» **Records from a dataset**:

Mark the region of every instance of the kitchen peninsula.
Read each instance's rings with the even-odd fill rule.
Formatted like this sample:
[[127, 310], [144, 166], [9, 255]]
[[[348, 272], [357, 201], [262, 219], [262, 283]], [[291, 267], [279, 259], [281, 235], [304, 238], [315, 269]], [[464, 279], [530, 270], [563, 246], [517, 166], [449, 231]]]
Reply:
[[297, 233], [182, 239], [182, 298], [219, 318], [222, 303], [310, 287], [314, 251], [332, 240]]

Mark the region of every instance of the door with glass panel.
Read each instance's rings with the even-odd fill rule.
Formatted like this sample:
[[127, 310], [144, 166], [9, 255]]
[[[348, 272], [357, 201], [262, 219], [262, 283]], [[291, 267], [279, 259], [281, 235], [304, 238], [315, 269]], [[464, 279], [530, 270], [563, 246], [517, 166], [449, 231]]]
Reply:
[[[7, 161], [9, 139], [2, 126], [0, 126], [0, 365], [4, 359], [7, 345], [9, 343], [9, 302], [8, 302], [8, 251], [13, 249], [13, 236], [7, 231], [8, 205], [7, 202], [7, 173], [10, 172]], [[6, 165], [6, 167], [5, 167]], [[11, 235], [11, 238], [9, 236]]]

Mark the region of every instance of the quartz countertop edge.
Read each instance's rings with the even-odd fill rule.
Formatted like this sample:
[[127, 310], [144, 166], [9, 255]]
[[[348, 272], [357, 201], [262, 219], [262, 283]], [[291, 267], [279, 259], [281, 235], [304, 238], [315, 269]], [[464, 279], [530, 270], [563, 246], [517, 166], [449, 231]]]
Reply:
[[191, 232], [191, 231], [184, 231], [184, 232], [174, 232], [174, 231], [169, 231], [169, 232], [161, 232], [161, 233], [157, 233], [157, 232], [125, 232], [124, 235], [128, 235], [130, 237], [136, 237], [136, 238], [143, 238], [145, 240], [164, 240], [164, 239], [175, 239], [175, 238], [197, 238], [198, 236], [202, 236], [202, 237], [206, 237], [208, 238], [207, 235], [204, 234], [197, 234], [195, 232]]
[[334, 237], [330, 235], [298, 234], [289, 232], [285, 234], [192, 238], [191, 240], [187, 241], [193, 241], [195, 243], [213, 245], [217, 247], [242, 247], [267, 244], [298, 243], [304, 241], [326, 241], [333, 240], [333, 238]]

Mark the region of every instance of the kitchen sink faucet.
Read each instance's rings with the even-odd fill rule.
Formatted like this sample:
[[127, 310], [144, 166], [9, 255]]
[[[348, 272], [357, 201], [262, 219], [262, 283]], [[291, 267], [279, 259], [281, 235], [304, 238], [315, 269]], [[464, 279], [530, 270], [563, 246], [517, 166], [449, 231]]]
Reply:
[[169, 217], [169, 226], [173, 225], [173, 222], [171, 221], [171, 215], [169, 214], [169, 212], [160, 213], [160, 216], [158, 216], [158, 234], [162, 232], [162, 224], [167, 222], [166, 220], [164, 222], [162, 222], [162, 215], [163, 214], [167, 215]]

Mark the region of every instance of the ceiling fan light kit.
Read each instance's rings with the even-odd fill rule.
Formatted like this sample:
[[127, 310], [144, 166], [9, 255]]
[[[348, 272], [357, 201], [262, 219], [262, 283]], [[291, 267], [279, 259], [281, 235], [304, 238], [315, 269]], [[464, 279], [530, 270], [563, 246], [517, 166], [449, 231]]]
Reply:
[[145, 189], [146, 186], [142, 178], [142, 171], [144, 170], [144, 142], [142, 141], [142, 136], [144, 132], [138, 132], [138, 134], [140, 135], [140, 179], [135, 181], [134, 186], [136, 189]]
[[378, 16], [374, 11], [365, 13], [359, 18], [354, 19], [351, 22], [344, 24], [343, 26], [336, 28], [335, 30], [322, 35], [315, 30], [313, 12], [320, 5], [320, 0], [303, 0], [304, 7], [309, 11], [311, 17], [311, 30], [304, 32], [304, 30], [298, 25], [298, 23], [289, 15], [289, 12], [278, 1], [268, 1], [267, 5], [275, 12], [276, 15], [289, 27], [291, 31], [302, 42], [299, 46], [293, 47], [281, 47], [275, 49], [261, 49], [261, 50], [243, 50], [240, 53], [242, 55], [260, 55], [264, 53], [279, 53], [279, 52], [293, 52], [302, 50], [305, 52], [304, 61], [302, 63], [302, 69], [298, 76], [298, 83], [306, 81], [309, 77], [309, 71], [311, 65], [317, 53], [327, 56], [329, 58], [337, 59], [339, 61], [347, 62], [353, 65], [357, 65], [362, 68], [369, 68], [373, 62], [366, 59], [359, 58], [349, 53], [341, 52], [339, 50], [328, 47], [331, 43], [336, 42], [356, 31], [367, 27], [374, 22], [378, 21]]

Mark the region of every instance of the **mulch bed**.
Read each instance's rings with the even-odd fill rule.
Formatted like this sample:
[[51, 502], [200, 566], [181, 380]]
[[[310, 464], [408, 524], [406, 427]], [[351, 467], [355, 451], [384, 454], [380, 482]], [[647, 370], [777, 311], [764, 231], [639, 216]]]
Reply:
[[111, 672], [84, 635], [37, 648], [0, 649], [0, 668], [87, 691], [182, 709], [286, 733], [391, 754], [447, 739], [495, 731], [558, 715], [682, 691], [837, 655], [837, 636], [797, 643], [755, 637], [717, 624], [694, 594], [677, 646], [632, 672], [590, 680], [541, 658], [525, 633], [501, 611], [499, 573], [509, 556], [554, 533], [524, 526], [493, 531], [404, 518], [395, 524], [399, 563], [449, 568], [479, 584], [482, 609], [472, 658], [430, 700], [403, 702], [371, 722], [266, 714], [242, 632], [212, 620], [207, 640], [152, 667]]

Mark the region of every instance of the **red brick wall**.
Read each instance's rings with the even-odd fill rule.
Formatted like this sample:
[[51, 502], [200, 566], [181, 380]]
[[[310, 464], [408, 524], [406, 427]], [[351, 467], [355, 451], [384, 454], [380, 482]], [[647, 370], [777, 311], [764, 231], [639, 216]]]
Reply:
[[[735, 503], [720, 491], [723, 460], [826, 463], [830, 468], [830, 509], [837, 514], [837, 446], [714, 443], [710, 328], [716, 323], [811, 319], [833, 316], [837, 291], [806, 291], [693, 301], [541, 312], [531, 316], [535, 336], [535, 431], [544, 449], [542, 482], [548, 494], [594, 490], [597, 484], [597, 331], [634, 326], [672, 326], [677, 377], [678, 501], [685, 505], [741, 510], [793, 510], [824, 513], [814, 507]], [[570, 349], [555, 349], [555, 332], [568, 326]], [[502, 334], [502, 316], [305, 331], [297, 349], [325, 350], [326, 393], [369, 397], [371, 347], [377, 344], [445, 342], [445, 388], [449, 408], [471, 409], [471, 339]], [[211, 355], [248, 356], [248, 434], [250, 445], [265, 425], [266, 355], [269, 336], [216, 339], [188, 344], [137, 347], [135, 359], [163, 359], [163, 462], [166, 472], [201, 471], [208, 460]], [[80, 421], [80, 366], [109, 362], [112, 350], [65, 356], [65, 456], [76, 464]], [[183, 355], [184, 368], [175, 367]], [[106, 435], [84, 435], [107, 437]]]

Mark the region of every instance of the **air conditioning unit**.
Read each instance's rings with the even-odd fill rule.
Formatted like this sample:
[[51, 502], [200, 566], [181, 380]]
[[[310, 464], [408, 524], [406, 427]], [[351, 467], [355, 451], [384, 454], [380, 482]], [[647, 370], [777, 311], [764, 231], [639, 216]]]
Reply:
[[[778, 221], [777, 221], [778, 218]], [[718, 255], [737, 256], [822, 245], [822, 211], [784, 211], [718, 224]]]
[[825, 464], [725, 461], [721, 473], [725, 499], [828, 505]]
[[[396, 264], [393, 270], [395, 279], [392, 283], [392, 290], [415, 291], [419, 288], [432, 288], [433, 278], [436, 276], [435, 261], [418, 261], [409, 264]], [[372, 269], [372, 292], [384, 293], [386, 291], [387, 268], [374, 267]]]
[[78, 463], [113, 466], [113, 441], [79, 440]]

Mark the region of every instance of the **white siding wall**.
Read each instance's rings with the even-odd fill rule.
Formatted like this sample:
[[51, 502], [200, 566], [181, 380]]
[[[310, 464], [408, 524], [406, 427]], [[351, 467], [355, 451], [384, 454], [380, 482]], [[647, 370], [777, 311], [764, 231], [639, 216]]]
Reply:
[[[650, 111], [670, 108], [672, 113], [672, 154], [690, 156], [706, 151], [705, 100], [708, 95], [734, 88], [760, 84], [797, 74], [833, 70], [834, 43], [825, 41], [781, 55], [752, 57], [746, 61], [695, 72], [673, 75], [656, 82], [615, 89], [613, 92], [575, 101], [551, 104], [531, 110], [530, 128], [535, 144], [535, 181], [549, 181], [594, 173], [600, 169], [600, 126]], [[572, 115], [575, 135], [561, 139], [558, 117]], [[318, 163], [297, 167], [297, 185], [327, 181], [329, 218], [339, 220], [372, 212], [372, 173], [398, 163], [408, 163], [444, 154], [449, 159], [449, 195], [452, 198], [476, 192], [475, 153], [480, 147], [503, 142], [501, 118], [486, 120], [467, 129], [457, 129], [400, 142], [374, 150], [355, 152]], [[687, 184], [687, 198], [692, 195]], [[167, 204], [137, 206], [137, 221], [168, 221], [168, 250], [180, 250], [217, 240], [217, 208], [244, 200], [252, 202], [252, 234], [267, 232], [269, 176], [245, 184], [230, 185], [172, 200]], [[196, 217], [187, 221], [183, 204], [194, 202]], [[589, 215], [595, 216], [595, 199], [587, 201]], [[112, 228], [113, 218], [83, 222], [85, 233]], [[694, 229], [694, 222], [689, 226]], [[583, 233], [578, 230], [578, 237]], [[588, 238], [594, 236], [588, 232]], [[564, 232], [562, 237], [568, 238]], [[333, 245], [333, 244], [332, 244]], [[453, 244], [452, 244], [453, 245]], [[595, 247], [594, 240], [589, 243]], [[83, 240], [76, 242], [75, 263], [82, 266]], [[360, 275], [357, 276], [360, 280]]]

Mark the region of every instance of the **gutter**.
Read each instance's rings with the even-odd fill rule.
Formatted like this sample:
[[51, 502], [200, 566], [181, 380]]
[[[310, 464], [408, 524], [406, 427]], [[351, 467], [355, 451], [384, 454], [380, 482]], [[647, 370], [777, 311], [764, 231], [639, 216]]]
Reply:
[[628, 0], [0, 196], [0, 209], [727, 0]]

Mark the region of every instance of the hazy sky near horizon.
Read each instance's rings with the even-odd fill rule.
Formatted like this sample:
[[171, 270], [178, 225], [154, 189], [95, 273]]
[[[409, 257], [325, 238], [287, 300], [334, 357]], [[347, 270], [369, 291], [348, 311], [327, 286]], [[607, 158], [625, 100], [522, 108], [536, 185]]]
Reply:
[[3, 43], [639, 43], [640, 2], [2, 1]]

» **Problem description**: Report how many lines of the records above contain the word "kitchen", giving only the number.

» **Exercise answer**: 2